▶ **Selected extract**:
☆ ☆ ☆ ☆ ☆ ☆ ☆

Most people are quite aware of the dangers to health of too much sugar. It’s not just obesity and diabetes, too much sugar in the diet is bad for your teeth, too. Excess sugar accumulates in the teeth and gums and causes an increase in bacteria. The result is teeth decay and gum disease.
Dentists can advise you about the dangers of too much sugar, but they can’t actually stop you from having an unhealthily sugary diet. That’s up to all of us as aware individuals and families. The problem is finding the determination to have less sugar and more of anything that is healthier. Sometimes, it takes a little persuasion that alternatives to sweet but unhealthy things to eat and drink really do exist. Recently there has been a surge of interest in “sugar swaps”. Basically, these are ways you can swap a high sugar content food or drink for a low sugar one, yet still be attracted to its taste. Here are some examples of some suggested sugars swaps you can try yourself. They might just save your teeth!
Sugar Swap: From sugary carbonated drinks to soda water with a twist of fruit.
It’s been reported that children absorb a third of their daily sugar intake, which is 3 times what is considered safe, from drinking fizzy drinks. It’s not just fizzy drinks, either. Fruit juices and even some types of coffee have way too much sugar. Plain water is best, but admittedly tasteless unless you are thirsty. Try swapping the sugar filled drinks with equally fizzy soda water with some fruit squeezed into it.

☆ ☆ ☆ ☆ ☆ ☆ ☆

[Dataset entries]
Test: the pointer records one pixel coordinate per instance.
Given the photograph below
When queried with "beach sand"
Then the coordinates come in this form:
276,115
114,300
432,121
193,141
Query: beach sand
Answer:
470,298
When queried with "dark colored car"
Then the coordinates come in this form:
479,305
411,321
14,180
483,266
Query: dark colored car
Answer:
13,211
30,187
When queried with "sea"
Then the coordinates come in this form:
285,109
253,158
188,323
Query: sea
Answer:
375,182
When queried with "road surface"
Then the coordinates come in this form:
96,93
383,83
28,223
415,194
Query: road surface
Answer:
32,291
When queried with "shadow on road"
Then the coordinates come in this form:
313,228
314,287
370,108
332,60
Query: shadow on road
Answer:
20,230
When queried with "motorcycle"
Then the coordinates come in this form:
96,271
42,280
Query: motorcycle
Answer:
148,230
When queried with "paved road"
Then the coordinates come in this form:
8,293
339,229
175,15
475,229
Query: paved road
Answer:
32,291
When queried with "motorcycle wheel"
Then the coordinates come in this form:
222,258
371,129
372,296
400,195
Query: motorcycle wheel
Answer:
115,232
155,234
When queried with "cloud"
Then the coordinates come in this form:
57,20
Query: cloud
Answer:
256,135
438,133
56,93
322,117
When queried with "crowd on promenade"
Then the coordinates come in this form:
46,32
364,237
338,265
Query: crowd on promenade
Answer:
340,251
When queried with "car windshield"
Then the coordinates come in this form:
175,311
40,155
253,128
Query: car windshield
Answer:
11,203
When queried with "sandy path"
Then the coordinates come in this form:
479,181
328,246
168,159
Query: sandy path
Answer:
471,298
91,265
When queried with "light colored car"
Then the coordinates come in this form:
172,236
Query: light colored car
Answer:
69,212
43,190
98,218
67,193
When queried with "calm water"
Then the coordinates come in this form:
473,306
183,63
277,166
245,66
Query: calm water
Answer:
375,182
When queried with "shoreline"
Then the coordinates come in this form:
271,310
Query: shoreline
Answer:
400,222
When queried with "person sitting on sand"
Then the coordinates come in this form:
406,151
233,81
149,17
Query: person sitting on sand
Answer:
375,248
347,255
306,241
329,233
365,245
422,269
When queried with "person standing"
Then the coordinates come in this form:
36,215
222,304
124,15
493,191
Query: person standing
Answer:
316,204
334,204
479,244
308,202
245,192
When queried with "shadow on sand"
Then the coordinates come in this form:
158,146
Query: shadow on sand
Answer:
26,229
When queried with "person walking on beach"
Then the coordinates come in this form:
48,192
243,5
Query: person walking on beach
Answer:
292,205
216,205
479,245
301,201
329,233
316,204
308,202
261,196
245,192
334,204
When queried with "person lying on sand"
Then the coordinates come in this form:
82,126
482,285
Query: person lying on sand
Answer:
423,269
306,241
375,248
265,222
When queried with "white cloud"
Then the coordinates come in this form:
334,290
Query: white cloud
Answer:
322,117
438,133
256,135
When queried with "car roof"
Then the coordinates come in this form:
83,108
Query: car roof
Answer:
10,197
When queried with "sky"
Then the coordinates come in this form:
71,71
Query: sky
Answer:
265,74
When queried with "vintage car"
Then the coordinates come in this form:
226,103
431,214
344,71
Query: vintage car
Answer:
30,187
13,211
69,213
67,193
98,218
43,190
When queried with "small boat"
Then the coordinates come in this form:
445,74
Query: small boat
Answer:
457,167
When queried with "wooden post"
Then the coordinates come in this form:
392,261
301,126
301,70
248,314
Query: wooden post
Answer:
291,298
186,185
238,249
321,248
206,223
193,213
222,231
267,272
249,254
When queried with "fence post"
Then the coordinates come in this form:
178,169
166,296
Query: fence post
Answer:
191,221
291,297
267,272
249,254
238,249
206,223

☆ ☆ ☆ ☆ ☆ ☆ ☆

▶ **To do**: Resume the text on cutting sugar for healthier teeth, picking up after its last sentence. The records have nothing to do with the text.

▶ **Task output**:
Sugar Swap: From biscuits and cakes to fruit, bagels, plain rice cakes and toast with low fat spread.
Sweetened biscuits and cakes can be swapped for anything on the list above. A lot of sweet snacks are eaten because of poor eating habits. It has become a bit of a habit to get into snacking on sugar instead of eating healthier but more filling meals.
Sugar Swap: From sugary yoghurt, ice cream, ice lollies and sweet desserts to low sugar yoghurt with added nuts and /or fruit.
Most supermarkets will give an indication of alternatives where they are available between sugar filled items and low sugar ones like chocolate and yoghurt. If the differences aren’t labelled close to where the products are shelved, check the labels on the products themselves.
Sugar Swap: From sweet coffee drinks to teas and iced lattes.
Coffee has grown in popularity and the number of coffee laced drinks has mushroomed. Some of the admittedly tasty ones are sugar stacked, but there are several alternative ways of getting a hit from caffeine without rotting your teeth.
Keep a check on your teeth
By making regular visits, every 6 months to your family dentist, you will find out just what your diet is doing to your teeth and whether a change in what you eat and drink using sugar swaps is having a positive influence. This is a good time to discuss dietary alternatives with the dentist, too.